# Should I change my bands?



## ConcreteBlock (Aug 16, 2020)

So I've been practicing shooting at 50' a lot the past week or so and I've noticed that my Sparrow that I have banded up for 10mm clay is sending the shot with virtually no drop off while my Scout that I have banded up for 3/8" steel has been having some significant drop off that I'm having to adjust for when I release. Now my understanding of the laws of physics tells me that regardless of weight each projectile should be pulled towards the earth at the same rate, so the only difference I can think of obviously is my band setup.

ScoutXT Bands: .7mm simple shot black latex, 7" long (6"active after tying), 18mm at the fork down to 13mm at the pouch taper.

Sparrow: .5mm simple shot black latex, 8" long (a little over 6" active after tying) 18mm at the fork down to 12mm at the pouch taper.

Is .7mm too thick for the relatively light 3/8" steel ammo? As always I greatly appreciate any input from those more experienced than I am (which is most people).


----------



## Island made (Aug 14, 2019)

Thin elastic is fast elastic, and the .7 is too heavy for the light ammo. If you over power you will lose speed every time.

Yes your right, they'll both hit the ground at the same time, one will just go a lot further before it does lol. Hence flat flight at 50'


----------



## ConcreteBlock (Aug 16, 2020)

[Set task 1] Count the lines in the records that contain the string "colored", treating uppercase and lowercase as different, and give only the number.

[Raw data]

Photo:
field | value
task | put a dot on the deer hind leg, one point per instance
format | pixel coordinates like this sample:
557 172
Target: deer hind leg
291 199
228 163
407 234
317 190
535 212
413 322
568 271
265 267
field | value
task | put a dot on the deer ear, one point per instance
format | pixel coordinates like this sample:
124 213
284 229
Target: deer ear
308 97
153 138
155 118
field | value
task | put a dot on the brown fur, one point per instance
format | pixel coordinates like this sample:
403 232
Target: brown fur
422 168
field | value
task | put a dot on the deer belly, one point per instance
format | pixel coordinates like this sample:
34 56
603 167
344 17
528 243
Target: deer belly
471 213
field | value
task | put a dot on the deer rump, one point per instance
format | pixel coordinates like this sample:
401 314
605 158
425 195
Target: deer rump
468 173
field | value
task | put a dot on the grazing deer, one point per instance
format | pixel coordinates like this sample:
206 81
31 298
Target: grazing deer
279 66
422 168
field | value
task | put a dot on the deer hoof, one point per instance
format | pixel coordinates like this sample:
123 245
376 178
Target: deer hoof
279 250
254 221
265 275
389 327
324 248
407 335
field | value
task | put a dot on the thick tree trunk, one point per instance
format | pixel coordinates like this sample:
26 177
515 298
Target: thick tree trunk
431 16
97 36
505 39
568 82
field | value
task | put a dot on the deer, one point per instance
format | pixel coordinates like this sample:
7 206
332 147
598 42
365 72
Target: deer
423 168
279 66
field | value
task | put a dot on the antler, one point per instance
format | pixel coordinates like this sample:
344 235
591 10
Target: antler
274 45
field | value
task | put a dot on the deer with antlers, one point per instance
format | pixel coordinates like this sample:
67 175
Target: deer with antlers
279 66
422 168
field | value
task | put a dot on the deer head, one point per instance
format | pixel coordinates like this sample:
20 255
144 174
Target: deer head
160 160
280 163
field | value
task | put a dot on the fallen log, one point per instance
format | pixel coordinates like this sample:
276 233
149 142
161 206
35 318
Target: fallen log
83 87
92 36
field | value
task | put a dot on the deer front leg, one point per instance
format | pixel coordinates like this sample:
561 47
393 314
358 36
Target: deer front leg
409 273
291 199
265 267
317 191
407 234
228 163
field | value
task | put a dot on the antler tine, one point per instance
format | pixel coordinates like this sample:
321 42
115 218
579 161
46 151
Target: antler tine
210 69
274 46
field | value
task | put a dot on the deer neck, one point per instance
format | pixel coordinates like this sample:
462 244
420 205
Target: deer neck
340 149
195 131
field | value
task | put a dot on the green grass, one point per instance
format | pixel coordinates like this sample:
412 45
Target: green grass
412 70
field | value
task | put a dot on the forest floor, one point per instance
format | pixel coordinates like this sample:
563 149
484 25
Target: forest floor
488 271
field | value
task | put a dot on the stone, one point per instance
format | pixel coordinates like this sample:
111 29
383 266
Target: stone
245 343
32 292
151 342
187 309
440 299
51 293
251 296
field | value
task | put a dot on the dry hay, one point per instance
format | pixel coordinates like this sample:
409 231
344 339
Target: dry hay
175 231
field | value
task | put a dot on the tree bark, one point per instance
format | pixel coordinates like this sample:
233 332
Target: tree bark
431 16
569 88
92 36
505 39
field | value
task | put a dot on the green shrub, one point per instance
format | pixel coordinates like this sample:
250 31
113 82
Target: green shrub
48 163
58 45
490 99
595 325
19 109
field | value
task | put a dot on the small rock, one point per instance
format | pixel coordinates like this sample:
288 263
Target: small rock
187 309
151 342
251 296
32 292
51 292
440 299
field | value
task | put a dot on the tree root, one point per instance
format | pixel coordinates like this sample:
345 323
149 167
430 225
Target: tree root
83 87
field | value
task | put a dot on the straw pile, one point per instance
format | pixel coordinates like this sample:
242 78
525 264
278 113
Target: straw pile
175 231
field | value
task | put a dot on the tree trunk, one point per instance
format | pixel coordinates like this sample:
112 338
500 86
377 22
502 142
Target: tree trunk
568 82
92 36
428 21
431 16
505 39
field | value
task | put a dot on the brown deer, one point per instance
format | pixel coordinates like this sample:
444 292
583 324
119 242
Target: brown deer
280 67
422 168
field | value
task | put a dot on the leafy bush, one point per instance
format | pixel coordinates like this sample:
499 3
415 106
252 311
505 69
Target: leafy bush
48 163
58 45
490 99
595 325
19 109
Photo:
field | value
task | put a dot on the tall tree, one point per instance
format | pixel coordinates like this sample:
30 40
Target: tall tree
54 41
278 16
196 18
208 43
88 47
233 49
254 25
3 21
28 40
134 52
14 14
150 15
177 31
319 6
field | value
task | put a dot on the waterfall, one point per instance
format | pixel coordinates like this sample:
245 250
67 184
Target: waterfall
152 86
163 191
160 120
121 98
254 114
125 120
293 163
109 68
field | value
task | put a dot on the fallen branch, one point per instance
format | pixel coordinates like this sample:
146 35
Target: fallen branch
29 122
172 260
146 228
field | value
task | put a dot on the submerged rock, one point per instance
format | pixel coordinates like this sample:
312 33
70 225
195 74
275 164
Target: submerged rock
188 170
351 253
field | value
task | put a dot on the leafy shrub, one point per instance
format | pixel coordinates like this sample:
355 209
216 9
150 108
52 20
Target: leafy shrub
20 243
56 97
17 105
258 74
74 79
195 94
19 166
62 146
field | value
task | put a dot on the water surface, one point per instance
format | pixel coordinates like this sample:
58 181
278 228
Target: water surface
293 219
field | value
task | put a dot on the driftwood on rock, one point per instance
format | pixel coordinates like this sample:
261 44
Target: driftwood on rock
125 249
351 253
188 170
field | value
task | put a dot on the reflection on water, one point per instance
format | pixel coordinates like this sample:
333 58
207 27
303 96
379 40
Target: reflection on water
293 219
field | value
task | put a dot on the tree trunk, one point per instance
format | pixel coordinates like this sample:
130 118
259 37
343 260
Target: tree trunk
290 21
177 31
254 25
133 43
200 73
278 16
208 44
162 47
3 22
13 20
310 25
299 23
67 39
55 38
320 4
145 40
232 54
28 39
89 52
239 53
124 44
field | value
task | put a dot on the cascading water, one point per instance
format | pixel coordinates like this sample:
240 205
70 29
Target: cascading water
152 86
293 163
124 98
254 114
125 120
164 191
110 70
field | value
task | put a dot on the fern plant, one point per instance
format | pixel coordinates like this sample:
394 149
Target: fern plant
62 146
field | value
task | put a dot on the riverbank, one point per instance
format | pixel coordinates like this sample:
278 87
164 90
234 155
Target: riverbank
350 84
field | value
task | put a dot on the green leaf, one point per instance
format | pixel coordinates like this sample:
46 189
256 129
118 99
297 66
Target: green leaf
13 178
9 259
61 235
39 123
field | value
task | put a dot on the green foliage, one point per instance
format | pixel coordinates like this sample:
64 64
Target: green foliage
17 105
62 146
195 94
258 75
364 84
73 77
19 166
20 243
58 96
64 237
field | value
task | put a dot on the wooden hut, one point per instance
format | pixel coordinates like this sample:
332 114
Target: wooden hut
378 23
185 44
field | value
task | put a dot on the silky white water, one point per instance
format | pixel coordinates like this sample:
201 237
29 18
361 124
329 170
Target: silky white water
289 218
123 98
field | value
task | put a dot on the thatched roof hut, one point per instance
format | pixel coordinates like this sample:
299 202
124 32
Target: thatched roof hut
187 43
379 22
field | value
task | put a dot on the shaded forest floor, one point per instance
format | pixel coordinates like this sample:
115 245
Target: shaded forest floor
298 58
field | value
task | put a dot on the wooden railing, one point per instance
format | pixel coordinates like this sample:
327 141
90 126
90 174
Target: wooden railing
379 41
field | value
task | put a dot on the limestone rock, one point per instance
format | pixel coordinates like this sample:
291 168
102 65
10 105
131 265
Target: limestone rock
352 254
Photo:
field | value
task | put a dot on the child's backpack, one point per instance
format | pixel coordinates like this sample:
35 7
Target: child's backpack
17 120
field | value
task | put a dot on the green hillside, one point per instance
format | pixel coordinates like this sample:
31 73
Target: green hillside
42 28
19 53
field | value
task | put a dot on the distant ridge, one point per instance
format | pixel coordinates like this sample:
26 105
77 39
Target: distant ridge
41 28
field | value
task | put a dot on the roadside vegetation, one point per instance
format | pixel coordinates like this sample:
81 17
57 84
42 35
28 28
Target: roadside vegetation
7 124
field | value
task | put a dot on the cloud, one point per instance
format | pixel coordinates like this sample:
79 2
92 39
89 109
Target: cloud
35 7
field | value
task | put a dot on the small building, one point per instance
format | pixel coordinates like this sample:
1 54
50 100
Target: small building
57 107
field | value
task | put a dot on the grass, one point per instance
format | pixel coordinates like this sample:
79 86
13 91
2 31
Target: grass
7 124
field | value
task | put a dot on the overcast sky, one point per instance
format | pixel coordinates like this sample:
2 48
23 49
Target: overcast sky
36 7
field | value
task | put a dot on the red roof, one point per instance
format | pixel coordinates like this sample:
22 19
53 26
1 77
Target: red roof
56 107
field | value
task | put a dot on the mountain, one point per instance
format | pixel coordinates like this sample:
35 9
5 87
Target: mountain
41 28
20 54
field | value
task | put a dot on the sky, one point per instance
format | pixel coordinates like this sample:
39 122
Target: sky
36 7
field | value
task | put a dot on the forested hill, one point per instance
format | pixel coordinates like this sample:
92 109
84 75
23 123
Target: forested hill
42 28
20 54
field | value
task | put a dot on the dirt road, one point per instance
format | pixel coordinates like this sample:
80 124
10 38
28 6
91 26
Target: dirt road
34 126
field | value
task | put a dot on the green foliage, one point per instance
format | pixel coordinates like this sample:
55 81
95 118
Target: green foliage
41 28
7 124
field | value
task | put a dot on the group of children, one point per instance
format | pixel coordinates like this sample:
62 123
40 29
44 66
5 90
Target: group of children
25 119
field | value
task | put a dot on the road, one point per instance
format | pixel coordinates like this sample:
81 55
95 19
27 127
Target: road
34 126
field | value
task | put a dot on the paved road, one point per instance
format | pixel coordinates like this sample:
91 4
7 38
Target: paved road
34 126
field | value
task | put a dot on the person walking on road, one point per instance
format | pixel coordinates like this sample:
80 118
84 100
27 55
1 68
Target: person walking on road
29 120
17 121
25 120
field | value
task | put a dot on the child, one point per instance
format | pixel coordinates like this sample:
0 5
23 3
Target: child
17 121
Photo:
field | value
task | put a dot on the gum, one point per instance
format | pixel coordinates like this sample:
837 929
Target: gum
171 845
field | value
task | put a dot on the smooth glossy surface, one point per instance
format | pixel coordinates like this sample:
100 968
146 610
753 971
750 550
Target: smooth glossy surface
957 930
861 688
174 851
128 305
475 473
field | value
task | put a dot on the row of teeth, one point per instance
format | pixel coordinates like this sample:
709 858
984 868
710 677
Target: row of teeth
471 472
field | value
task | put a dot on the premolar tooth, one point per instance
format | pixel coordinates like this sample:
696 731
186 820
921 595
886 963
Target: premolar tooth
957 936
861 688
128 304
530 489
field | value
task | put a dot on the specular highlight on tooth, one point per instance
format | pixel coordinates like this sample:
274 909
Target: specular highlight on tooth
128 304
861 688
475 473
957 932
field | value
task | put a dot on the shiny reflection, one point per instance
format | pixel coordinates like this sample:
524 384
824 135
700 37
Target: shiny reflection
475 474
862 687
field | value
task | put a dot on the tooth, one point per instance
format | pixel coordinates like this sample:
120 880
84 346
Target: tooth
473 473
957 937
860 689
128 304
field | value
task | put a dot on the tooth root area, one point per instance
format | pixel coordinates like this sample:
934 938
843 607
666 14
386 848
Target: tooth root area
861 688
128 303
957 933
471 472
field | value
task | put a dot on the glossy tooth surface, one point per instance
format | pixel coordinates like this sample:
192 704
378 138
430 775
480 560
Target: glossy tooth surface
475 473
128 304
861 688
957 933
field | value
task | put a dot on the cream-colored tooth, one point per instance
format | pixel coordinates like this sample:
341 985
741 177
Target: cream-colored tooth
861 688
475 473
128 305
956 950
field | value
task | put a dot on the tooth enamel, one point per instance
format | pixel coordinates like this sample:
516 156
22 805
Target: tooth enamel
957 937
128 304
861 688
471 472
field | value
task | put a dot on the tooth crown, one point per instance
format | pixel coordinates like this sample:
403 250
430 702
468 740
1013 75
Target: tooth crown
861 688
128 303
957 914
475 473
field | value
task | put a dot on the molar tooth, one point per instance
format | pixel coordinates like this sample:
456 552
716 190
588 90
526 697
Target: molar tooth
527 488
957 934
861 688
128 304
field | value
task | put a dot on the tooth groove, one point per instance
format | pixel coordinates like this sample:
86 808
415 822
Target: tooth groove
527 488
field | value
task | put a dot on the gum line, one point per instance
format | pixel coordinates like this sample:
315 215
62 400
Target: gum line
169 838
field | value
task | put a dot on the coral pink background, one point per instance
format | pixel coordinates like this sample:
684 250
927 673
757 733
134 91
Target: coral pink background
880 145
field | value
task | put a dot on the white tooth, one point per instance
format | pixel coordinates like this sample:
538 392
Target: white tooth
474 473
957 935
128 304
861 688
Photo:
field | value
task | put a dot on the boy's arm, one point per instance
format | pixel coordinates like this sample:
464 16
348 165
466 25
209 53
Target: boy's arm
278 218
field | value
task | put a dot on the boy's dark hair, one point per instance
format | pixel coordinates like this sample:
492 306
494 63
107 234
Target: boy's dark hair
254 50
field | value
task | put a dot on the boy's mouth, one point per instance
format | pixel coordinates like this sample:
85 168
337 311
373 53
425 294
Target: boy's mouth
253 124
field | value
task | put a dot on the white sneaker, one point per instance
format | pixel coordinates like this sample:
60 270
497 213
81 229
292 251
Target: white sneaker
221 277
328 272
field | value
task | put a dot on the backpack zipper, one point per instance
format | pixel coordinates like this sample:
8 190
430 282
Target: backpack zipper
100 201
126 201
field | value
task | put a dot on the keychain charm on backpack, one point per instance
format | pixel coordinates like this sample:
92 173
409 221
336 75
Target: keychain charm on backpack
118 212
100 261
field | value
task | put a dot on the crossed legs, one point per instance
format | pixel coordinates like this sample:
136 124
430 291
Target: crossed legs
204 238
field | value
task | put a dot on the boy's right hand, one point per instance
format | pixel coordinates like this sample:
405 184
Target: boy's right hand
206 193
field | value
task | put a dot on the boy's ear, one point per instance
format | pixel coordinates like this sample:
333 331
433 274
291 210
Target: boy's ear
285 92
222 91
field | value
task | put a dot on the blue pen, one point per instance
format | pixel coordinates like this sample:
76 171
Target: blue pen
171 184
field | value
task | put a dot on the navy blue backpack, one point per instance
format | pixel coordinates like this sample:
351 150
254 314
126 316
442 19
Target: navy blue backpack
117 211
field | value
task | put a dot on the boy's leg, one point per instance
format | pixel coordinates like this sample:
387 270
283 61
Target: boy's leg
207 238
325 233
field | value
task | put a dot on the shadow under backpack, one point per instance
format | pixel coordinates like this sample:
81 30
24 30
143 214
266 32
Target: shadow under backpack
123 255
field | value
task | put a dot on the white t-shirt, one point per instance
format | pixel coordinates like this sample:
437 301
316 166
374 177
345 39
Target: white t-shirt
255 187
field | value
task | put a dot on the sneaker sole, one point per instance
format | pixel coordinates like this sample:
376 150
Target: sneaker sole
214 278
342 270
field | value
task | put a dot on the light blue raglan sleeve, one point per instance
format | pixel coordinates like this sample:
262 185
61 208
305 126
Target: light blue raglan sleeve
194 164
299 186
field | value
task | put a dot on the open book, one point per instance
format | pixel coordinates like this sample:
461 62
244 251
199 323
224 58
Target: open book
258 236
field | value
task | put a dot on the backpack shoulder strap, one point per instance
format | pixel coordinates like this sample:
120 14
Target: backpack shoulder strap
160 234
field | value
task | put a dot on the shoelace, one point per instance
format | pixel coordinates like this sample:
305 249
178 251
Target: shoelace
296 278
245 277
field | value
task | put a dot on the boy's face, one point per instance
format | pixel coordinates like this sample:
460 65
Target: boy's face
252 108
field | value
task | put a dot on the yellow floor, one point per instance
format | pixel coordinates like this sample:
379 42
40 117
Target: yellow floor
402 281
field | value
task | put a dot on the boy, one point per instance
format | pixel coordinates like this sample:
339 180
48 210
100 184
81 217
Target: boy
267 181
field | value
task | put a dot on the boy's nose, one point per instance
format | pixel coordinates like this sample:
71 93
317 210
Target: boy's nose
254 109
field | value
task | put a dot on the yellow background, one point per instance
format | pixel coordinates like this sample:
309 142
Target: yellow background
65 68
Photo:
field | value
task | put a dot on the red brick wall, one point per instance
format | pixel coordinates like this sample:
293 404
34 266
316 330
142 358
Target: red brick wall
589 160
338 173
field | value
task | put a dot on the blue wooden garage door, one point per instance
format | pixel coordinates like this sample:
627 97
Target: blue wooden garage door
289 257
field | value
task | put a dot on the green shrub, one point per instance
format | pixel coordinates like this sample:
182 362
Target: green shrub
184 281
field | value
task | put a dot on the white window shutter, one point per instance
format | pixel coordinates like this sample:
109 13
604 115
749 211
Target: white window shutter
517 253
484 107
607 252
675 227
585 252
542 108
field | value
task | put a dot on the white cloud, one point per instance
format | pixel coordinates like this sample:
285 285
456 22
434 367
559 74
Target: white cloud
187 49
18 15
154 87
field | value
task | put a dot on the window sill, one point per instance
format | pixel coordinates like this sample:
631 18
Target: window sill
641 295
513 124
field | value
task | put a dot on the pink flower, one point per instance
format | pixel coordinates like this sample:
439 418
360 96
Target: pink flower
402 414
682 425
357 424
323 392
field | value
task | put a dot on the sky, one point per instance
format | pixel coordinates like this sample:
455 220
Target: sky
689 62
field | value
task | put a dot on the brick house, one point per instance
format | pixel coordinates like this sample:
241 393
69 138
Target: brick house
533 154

[Set task 2] In the slingshot band thread, what thickness of latex is used on the Sparrow?

[Full response 1] 2

[Full response 2] .5mm simple shot black latex.